== YOUR TASKS ==
1. In the chapter on variables in the Small C compiler, what three storage classes does Small C recognize?
2. Retype part of the chapter on Small C variables word for word. Begin at the words "which instructs the" and stop after the words "initializing static objects.".
3. Continue the chapter on Small C variables, picking up right after its last sentence.

== SELECTED TEXT ==
------------------------
CHAPTER 4:
VARIABLES

The most significant limitation of the Small C compiler is its lack of support for many of the data types of the C language. It only recognizes integer and character variables. Although this may seem like a major limitation, Small C is, nevertheless, adequate for writing device drivers, compilers, assemblers, text processors, sort programs, and the like. Witness the Small C compiler itself.

A variable is a named object that resides in memory and is capable of being examined and modified. The term applies to pointers as well as integers and characters. Although arrays fit this definition, for reasons that appear in Chapter 6, they are better regarded as collections of variables. Pointers are treated in detail in the next chapter.

Storage Class

The term storage class refers to the method by which an object is assigned space in memory. Small C recognizes three storage classes--static, automatic, and external .

Statics
Static variables are given space in memory at some fixed location within the program. They exist when the program starts to execute and continue to exist throughout the program's operation. The value of a static variable is faithfully maintained until we change it deliberately. At the assembly language level, each static variable has a label and is described to the assembler with a DW (define word) or DB (define byte) directive. The label consists of the variable's name (up to eight characters) prefixed by a compiler generated underscore character. If a static integer si is to be loaded into the accumulator register (AX) it would be done with the assembly language instruction

MOV AX,_SI

which instructs the CPU to copy the word at address _SI into AX. (See Appendix B for an overview of the 8086 processor.)

The fact that they exist in permanently reserved memory locations, means that static variables can be initialized to arbitrary values which they are guaranteed to have at the beginning of program execution. See Chapter 7 for more about initializing static objects.

In Small C, global variables are always static and only global variables are static. Full C, however, supports static locals.

Automatics
Automatic variables, on the other hand, do not have fixed memory locations. They are dynamically allocated when the block in which they are defined is entered, and they are discarded upon leaving that block. Specifically, they are allocated on the machine stack by subtracting a value (one for characters and two for integers) from the stack pointer register (SP). Since automatic objects exist only within blocks, they can only be declared locally.

If locals are dynamically allocated at unspecified memory (stack) locations, then how does the program find them? This is done by using the base pointer register (BP) to designate a stack frame (Figure 8-1) for the currently active function. When the function is entered, the prior value of BP is pushed onto the stack and then the new value of SP is moved to BP. This address--the new value of SP--then becomes the base for references to local variables that are declared within the function.
------------------------
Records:
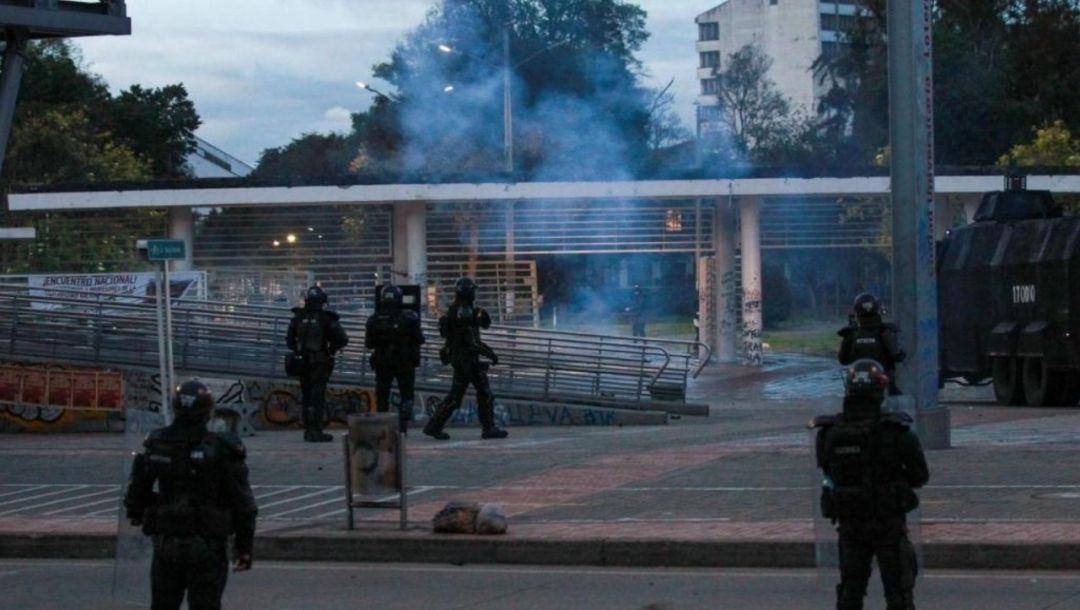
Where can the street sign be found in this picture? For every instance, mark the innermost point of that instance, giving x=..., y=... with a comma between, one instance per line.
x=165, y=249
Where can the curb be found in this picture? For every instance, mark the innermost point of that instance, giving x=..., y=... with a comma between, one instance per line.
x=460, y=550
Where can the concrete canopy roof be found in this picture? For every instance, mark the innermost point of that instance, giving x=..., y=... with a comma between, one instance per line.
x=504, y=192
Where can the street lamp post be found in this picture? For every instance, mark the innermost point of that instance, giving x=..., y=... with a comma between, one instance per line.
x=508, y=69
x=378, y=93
------------------------
== RESULTS FOR EACH TASK ==
1. Static, automatic, and external.

2.
which instructs the CPU to copy the word at address _SI into AX. (See Appendix B for an overview of the 8086 processor.)

The fact that they exist in permanently reserved memory locations, means that static variables can be initialized to arbitrary values which they are guaranteed to have at the beginning of program execution. See Chapter 7 for more about initializing static objects.

3.
If, for example, an integer i and a character c are defined (in that order) as automatic variables, the stack pointer would be decreased by three--two for i and one for c. If i is to be loaded into the accumulator, it would be done with the assembly instruction

		MOV AX,-2[BP]

which tells the CPU to locate the word addressed by BP minus 2 and copy its value into AX. Similarly, c would be obtained by

		MOV AL,-3[BP]

which locates the byte addressed by BP minus 3 and copies it into AL, the lower half of AX.

Notice that this method of accessing local variables makes no use of labels, and that with each call of a function its local variables may have different addresses depending on the stack address on entry to the function.

Obviously, when a local variable is created it has no dependable initial value. It must be set to an initial value by means of an assignment operation. Full C provides for automatic variables to be initialized in their declarations, like globals. It does this by generating "hidden" code that assigns values automatically after variables are allocated space. Small C does not support this feature; it requires the writing of assignment statements. This may seem like a shortcoming, but it really is not. For one thing, it takes very little more to write an assignment statement than an initializer (Chapter 7). And, for another, the result in the object program is the same; Small C is no less efficient for its lack of local initializers.

One last detail about automatics. When the current function is finished, it is necessary to restore BP and SP to their original values so the calling function will operate properly again. This is done by first moving BP to SP--to deallocate local variables--and then popping the original value of BP back into BP.

It is tempting to forget that automatic variables go away when the block in which they are defined exits. This sometimes leads new C programmers to fall into the "dangling reference" trap in which a function returns a pointer to a local variable, as illustrated by

	func() {
		int autoint;
		...
		return (&autoint);
		}

When callers use the returned address of autoint they will find themselves messing around with the stack space which autoint used to occupy. In Small C, local variables are always automatic, and only local variables are automatic. Full C, however, supports static locals.

Externals
Objects which are defined outside of the present source module have the external storage class. This means that, although the compiler knows what they are, it has no idea where they are. It simply refers to them by name without reserving space for them. Then when the linker brings together the object modules, it resolves these "pending" references by finding the external objects and inserting their addresses into the instructions that refer to them. The compiler knows an external variable by the keyword extern which must precede its declaration.

In Small C, only global declarations can be designated extern and only globals in other modules can be referenced as external.

Scope

The scope of a variable is the portion of the program from which it can be referenced. We might say that a variable's scope is the part of the program that "knows" or "sees" the variable. As we shall see, different rules determine the scopes of global and local objects.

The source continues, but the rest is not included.